====== PROVIDED RECORDS
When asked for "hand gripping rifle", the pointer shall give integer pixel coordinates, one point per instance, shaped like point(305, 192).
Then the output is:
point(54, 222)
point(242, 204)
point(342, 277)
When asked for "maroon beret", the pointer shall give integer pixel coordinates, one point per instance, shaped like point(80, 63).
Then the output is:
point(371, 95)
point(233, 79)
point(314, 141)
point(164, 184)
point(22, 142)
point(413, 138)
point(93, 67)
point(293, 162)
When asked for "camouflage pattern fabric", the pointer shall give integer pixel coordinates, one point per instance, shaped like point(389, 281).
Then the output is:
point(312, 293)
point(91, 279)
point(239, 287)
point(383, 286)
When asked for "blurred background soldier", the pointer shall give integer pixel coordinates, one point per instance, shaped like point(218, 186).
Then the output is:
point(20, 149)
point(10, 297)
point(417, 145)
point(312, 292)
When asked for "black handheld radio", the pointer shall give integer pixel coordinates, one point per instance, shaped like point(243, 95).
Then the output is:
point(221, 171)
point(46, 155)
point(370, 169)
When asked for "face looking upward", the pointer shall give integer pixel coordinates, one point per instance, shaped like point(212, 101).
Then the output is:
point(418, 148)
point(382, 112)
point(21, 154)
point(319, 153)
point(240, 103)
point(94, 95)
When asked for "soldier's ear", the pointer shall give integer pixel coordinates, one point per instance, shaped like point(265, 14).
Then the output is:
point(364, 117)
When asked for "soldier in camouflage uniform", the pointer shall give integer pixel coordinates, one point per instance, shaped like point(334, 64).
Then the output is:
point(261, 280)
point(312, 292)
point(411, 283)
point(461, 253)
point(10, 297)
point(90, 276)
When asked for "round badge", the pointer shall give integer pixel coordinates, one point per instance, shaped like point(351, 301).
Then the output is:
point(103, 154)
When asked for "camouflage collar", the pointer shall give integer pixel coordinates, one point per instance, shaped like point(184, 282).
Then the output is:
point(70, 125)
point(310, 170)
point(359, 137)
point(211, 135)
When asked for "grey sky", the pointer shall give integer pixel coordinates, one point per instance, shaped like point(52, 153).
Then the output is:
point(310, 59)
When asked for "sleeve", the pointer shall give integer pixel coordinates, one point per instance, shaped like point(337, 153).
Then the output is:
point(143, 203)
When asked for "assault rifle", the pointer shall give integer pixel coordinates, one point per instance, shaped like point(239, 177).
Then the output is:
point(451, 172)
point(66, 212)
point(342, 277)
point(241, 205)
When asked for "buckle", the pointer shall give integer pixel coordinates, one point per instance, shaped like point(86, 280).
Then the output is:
============
_WHAT YOU NEED TO DO_
Go through the data, and copy each line in which the word "camouflage" appears.

_RESULT_
When asked for "camouflage pattern fabric", the pointer shall give integer pixel coordinates, one point per instance, shaped like point(389, 281).
When asked for "soldier in camouflage uniform", the pointer shall give integer pixel coordinates, one point per instance, shaped like point(334, 64).
When asked for "camouflage collar", the pointer shall give integer pixel coordinates, one point per instance, shaped like point(184, 282).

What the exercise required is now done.